# About this exercise
The answer should be the lines from the one with "grass lawn and record integer pixel coordinates." through the final line of the entries, restated word for word.

[Referring expression data]
****************

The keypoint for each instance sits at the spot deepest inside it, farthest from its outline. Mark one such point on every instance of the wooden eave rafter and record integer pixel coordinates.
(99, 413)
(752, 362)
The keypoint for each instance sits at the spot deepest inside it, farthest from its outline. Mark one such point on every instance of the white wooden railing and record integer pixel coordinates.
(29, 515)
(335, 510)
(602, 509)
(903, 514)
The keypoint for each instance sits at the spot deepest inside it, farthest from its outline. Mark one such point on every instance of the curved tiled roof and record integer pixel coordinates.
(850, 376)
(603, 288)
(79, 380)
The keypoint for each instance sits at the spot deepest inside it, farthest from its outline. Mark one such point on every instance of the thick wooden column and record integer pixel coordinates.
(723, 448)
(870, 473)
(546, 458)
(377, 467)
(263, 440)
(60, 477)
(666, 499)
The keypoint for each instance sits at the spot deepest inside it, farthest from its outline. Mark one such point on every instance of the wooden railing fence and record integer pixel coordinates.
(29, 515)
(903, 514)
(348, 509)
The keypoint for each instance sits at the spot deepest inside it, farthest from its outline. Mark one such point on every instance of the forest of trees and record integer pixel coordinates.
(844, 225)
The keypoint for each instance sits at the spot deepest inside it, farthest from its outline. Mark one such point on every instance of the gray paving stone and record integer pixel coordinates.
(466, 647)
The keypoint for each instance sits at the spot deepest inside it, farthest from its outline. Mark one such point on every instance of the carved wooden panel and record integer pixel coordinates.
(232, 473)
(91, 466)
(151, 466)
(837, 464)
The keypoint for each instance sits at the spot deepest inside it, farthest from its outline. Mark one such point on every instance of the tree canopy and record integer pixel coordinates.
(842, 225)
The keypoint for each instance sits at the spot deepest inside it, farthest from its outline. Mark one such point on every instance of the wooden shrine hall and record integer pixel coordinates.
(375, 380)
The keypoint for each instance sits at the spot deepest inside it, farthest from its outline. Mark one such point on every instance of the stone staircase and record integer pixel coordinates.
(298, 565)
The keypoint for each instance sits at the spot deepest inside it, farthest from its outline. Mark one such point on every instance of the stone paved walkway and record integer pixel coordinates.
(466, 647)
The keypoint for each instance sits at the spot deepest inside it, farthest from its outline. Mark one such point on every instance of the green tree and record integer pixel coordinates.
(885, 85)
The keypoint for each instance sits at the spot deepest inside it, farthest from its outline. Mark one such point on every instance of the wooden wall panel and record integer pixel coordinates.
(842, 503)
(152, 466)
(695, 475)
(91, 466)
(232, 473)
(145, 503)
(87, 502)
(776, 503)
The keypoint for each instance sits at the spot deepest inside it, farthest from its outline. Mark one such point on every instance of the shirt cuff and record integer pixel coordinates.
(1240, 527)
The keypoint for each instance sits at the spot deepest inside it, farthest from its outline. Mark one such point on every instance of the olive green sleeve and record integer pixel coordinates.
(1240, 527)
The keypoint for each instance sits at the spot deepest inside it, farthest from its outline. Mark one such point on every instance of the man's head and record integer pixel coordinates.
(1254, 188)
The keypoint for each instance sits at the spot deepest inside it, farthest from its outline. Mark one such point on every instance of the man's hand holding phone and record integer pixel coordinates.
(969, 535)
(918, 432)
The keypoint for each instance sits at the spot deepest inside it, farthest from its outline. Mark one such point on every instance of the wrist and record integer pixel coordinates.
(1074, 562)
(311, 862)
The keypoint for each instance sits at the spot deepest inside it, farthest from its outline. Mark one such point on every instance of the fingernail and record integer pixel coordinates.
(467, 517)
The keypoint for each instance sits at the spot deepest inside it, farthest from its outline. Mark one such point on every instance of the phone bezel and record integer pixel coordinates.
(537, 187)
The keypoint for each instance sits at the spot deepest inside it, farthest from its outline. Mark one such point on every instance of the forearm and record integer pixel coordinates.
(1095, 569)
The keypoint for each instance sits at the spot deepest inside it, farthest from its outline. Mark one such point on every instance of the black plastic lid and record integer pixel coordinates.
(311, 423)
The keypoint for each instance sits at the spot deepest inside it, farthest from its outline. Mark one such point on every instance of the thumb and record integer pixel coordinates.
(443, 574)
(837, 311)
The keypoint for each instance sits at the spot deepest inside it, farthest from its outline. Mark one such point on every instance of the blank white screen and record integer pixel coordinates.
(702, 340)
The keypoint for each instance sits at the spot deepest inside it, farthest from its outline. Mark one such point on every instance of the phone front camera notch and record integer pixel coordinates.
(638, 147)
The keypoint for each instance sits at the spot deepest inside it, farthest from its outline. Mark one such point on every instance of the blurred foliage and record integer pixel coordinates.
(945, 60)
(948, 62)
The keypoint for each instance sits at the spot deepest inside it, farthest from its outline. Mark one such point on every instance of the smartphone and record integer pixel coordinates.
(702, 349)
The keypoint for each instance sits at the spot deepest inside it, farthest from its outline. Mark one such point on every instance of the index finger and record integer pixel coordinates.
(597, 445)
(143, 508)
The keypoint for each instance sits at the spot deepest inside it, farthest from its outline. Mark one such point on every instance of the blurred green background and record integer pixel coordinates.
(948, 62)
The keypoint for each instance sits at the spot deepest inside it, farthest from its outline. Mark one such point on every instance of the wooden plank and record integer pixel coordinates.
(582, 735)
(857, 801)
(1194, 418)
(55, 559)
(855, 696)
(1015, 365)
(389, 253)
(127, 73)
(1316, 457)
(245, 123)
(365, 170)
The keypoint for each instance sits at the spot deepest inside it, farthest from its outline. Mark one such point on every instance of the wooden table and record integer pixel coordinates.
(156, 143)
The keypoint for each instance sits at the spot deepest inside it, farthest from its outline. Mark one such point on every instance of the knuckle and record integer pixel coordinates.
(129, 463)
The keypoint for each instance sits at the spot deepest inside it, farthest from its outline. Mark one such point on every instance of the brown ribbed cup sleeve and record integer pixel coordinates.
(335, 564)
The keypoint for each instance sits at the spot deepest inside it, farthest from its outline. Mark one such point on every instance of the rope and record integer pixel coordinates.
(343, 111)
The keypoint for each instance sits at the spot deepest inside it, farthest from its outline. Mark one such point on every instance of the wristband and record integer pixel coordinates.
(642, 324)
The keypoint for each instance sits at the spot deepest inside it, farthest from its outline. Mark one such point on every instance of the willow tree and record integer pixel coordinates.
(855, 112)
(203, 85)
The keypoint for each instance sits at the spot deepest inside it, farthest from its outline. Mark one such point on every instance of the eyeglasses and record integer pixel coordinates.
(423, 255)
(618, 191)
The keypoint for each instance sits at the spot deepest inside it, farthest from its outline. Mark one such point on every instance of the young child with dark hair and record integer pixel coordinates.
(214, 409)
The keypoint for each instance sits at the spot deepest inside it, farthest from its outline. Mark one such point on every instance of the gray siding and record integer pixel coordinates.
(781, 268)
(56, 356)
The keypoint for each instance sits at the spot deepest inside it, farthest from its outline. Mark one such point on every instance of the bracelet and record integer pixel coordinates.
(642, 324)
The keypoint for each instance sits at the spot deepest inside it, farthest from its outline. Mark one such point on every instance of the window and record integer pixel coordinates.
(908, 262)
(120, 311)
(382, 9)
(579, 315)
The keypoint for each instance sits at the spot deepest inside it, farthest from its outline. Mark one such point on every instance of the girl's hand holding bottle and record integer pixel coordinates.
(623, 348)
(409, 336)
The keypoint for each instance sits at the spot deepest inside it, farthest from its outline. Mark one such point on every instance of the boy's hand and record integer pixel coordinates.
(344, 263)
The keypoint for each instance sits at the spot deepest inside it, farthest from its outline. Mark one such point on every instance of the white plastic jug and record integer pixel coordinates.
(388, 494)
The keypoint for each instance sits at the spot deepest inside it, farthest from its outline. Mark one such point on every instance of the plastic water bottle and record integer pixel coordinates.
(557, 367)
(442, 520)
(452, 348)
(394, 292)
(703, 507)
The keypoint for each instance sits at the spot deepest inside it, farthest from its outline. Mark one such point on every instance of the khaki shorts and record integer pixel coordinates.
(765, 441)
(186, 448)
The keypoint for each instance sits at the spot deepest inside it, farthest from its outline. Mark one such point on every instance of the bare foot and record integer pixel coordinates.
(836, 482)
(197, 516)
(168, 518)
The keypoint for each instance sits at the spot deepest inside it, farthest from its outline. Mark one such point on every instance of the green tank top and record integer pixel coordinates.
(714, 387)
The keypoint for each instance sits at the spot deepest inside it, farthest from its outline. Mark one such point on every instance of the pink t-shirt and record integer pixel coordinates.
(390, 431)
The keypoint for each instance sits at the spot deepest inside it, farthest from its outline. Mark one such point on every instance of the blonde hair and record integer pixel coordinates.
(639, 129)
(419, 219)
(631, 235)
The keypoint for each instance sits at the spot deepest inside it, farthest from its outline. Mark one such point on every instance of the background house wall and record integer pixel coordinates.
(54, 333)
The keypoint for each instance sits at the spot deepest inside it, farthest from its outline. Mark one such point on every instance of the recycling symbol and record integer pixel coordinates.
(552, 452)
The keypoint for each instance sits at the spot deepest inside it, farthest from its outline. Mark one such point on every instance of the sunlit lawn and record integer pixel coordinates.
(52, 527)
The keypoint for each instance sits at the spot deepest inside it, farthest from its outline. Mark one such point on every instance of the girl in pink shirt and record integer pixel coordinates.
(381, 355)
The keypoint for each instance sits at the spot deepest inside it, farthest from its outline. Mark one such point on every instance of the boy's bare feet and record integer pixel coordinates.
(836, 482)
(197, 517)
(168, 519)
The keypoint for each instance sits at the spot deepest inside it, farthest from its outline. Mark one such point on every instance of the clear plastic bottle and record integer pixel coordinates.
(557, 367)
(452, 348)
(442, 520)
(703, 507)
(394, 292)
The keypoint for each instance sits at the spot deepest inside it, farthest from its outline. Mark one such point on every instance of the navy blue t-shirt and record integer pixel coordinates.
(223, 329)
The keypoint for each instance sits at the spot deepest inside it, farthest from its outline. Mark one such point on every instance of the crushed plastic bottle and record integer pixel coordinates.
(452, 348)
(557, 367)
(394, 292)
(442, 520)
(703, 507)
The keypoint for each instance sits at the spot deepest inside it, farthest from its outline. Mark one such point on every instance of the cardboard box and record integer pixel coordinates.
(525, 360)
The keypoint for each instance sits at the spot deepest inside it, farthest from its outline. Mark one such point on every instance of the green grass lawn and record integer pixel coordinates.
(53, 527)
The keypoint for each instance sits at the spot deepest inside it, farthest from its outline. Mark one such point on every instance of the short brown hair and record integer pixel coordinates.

****************

# Result
The keypoint for each instance sits at the spot deepest inside it, farthest from its outline. Mark one such point on every instance of the green grass lawn and record integer pixel coordinates.
(53, 527)
The keypoint for each instance sits at the spot deepest inside it, farthest from its outline. Mark one such point on every instance of the short brown hair and record integer pixel coordinates.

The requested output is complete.